* **TASK INSTRUCTIONS**:
Print all records exactly, leaving nothing out.

* **RECORDS PROVIDED**:
════════

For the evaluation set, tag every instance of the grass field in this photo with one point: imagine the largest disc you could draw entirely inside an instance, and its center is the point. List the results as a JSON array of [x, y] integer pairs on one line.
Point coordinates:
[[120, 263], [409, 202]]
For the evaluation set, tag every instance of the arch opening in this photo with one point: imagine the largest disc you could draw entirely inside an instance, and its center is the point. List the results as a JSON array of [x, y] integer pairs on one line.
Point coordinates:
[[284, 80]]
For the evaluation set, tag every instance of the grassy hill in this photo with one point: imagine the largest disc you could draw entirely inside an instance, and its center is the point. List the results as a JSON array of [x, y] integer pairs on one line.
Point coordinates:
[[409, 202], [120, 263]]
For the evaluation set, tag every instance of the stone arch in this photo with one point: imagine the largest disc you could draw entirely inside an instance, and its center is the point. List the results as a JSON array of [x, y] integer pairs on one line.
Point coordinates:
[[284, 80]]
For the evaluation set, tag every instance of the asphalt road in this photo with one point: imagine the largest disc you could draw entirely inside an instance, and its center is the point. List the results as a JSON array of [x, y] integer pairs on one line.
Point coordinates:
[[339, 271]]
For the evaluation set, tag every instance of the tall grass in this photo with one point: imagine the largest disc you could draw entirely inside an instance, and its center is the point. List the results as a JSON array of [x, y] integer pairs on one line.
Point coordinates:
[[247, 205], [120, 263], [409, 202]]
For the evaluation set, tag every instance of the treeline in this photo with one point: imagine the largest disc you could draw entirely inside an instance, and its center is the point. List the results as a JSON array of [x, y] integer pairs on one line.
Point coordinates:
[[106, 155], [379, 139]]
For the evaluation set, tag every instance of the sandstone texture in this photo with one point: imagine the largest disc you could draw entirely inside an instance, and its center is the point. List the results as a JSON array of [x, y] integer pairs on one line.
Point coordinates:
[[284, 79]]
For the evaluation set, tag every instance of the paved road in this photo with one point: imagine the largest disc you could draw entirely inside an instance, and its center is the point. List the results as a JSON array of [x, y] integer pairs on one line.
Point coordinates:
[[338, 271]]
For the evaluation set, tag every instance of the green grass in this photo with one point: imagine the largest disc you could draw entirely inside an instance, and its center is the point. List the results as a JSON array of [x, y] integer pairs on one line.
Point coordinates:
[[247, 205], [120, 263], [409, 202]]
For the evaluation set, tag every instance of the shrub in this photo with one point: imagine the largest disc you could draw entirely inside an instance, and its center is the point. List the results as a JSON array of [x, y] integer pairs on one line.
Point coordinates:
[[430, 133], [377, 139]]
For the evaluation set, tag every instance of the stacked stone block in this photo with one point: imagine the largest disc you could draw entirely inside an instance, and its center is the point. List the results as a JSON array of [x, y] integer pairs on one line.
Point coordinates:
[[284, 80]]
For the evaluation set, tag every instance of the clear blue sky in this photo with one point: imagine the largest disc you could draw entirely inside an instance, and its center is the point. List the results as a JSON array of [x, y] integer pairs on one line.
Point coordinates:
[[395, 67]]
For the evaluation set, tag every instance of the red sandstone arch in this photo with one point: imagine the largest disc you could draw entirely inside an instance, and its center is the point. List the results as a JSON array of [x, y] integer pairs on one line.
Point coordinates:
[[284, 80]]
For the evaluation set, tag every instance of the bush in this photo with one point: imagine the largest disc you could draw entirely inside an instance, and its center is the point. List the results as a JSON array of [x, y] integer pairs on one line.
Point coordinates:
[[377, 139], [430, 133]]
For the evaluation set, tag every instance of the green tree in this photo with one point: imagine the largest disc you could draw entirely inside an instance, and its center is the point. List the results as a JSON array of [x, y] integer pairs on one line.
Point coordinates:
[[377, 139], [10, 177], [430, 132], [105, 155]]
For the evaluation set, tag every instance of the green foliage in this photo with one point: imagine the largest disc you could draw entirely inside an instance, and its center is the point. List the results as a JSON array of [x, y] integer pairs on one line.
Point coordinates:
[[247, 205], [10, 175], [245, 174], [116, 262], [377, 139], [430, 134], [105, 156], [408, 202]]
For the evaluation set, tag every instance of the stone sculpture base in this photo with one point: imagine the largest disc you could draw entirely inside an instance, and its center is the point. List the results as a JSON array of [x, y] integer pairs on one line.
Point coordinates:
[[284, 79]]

════════

* **RIGHT ANSWER**:
For the evaluation set, tag every instance of the grass field in this photo with one point: imagine the largest disc you could draw entirely inside an instance, and its center is the point. List the results as a JSON array of [x, y] integer pairs on one line.
Point coordinates:
[[120, 263], [409, 202]]
For the evaluation set, tag every instance of the arch opening in this photo with one point: imagine the largest disc you could draw entirely inside an instance, and its center is the point. List the results as a JSON array of [x, y] integer pairs on one line.
Point coordinates:
[[284, 80]]
For the evaluation set, tag every instance of the grassy hill in this photo with one point: imagine the largest disc you could draw entirely inside an instance, and its center is the point. List the results as a JSON array of [x, y] integer pairs on one line.
Point coordinates:
[[409, 202], [120, 263]]
For the evaluation set, tag every instance of the stone arch in this photo with one point: imagine the largest disc you could draw entirely inside an instance, and its center is the point. List the results as a JSON array of [x, y] integer pairs on one line.
Point coordinates:
[[284, 80]]
For the evaluation set, tag every instance of the asphalt road in this photo with one point: imagine the largest disc you could draw entirely inside an instance, and its center is the point. List the results as a JSON array of [x, y] integer pairs on one line.
Point coordinates:
[[339, 271]]
For the evaluation set, tag every instance of the tall grass in this photo with one point: imagine the largest disc you could draw entirely inside an instance, and its center is the point. List the results as a JSON array of [x, y] integer pairs on one line.
Point coordinates:
[[247, 205], [120, 263], [409, 202]]
For the evaluation set, tag every instance of the treeline in this photo with one point: imagine the largest disc you could draw entirely inside an instance, and its center is the point. List the results as a JSON array of [x, y] integer pairs on one line.
Point coordinates:
[[106, 155], [379, 139]]
For the evaluation set, tag every instance of the sandstone texture in this photo with one point: imagine the largest disc you could draw entirely inside an instance, and its center is the point. List the results as a JSON array of [x, y] integer pairs on one line.
Point coordinates:
[[284, 79]]
For the evaluation set, tag every instance of the paved road in this photo with one point: imagine the largest disc you could draw entirely inside an instance, and its center is the point. List the results as a JSON array of [x, y] integer pairs on one line.
Point coordinates:
[[338, 271]]
For the evaluation set, tag every instance of the green grass in this photo with one point: imagine the largest disc you could draw entirely inside an instance, and its center is the point. List the results as a JSON array of [x, y] integer pairs on one line.
Point coordinates:
[[247, 205], [120, 263], [409, 202]]
For the evaluation set, tag every instance of the shrub in this photo with one point: imagine the largest disc you could draw entirely inside an instance, and its center is the point. List the results as a JSON array of [x, y] integer pairs on one line.
Point coordinates:
[[430, 133], [377, 139]]
For the evaluation set, tag every instance of the stacked stone block in this photo with one point: imagine the largest disc you could draw entirely inside an instance, and its center is the point. List the results as a JSON array of [x, y] integer pairs on one line.
Point coordinates:
[[284, 80]]
For the evaluation set, tag every instance of the clear blue sky in this photo with one point: imagine the largest disc you could draw entirely inside an instance, and its center is the point. List the results as a JSON array of [x, y] integer pairs on one line.
Point coordinates:
[[395, 67]]
For the evaluation set, tag every instance of the red sandstone arch in this photo with one point: imagine the largest disc you could draw entirely inside an instance, and its center is the point. List the results as a JSON array of [x, y] integer pairs on one line.
Point coordinates:
[[284, 80]]
For the evaluation set, tag every instance of the bush in this photo with one point: imagine the largest disc you could draw entirely inside an instance, and its center is the point. List the results as a JSON array of [x, y] integer pairs on one line.
Point coordinates:
[[377, 139], [430, 133]]
For the evaluation set, tag every instance of the green tree in this photo with one point: imagine the largest disc you could draw entirely inside an instance, and its center is the point. List the results as a JSON array of [x, y] integer pairs on one line.
Point coordinates:
[[377, 139], [10, 177], [430, 132], [105, 155]]
For the evaluation set, tag every instance of the green foliage in this photo with one point: imagine the largest disc you could draw entirely inside an instance, and its center is the point. List the results as a JSON array of [x, y] integer pairs on one line.
Point coordinates:
[[247, 205], [10, 175], [245, 174], [116, 262], [377, 139], [430, 134], [105, 156], [408, 202]]
For the evaluation set, tag every instance of the stone sculpture base in this photo with one point: imagine the largest disc you could draw entirely inside an instance, and its center is the point. List the results as a JSON array of [x, y] integer pairs on one line.
Point coordinates:
[[284, 79]]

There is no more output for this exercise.